**ФРАГМЕНТ ДОКУМЕНТА**
В начало
Сергей Ивашкин, Сергей Панов ДЕВИАНТНАЯ РИТУАЛЕМА: ЭСХАТОЛОГИЯ КУЛЬТУРЫ И ИДЕЯ ПЕРФОРМАТОГРАФИИ

Культурно-социальный феномен девиации мыслился в гуманитарной традиции как вид отклонения от перцептивной, познавательной, этической, ценностно-мотивационной, поведенческой нормы, от общепринятого нормативного социально и юридически закрепленного стереотипа и правила. Цель настоящей работы – поставить вопрос о феномене девиации в анализе экзистенциальных оснований девиантной культуры, выяснить его генетико-культурологические основы в перспективе эсхатологии культуры. Исследование этой проблемы в отечественной культурологии осуществлялось под знаком «коррекционно-профилактической» идеологии. В настоящее время, когда современные культурологи отмечают возросшую роль культуры маргинальных слоев на общество в целом, когда феномен криминализации общества, усвоения девиантных схем и моделей в магистральном социуме стал как никогда актуален, возникла необходимость восполнить ощутимый пробел в изучении онтолого-экзистенциальных, культуротворческих основ девиантной культуры.
Причину возникновения «социальной криминальной субкультуры», ее генетические истоки А.Я. Флиер видит в «особенностях человеческой психики, ведущих к тем или иным формам протеста против абсолютной регламентированности социального бытия». Психолого-социологическая концепция генезиса девиантной культуры утвердилась в гуманитарной науке последнего времени. Сложность изучения феномена девиантной культуры обусловлена еще и тем, что в советском и постсоветском культуроведении поведение и деятельность членов общества, отклоняющихся от общепринятых принципов и правовых норм, оценивались как малокультурные, некультурные, а если степень отклонения становилась большой и люди оказывались в заключении, то их культура характеризовалась антикультура, отсутствие культуры. В этой связи, нам кажется, заслуживает внимания позиция Э.В. Соколова, который одним из первых в культуроведении советского периода выступил против отождествления культуры исключительно со сферой положительных легитимных ценностей.
Девиантная субкультура – это культура, носителями которой являются не только лица, прошедшие заключение, тюрьму, лагерь, находящиеся в местах заключения, но и индивиды, реализующие девиантные ценности и мотивы в легитимной сфере культуротворчества. Местом основного бытования форм девиантной субкультуры является среда заключения (в том числе тюрьма) и обширное «околотюремное» пространство, с которым эта среда связана значимыми коммуникативно-семантическими скрепами.
Основывая анализ девиации в культуре на базе герменевтического и компаративного метода, понятийного потенциала игрового концепта, мы можем сформулировать исходную гипотезу настоящей работы: концептуальная основа генезиса культурообразования девиантной сферы лежит в изначальной соревновательности культуры и составляющих ее культурно-жизненных пространств, в ее культуротворческом организме, непрерывно продуцирующем новые способы распределения смыслов и различий. В этой гипотезе выражено стремление преодолеть односторонность психолого-социологической концепции девиации, сводящей ее сущность к психосоциальным феноменам. В основе психолого-социологического дискурса девиации лежит императив гуманистического и насильственного (выраженного в общественно-государственных институтах) влияния на девиантную среду, разработка способов как профилактики девиантного поведения, так и коррекции, адаптации маргинальной страты в магистральном обществе при помощи вхождения в среду магистральной культуры, принятия ценностей права (собственности, прав и свобод человека), верховных ценностей. Однако надо отметить, что «нигилизм есть история» [1, С. 93], история культуры – отмена одних верховных ценностей другими, смена культурно-жизненных доминант.

Записи с отмеченными точками
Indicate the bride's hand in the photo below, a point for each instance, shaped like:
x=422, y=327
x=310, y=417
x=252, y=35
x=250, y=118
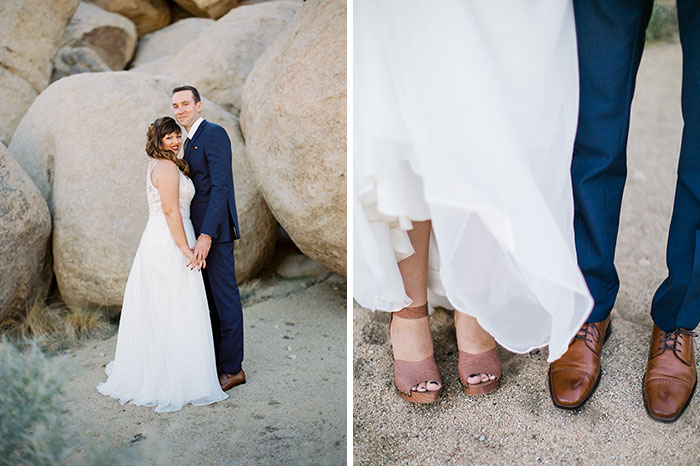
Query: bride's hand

---

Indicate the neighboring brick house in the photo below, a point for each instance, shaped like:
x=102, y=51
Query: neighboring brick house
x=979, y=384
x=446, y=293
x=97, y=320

**ЗАДАНИЕ 1**
Кто, по тексту о девиантной культуре, одним из первых в советском культуроведении выступил против того, чтобы отождествлять культуру только со сферой положительных легитимных ценностей?
**ЗАДАНИЕ 2**
Перепишите строки данных от строки с «Indicate the neighboring» до строки с «x=97, y=320» включительно, заменив «brick» на «wooden». Всё остальное оставьте без изменений.

**ПРАВИЛЬНЫЙ ОТВЕТ 1**
Э.В. Соколов.

**ПРАВИЛЬНЫЙ ОТВЕТ 2**
Indicate the neighboring wooden house in the photo below, a point for each instance, shaped like:
x=102, y=51
Query: neighboring wooden house
x=979, y=384
x=446, y=293
x=97, y=320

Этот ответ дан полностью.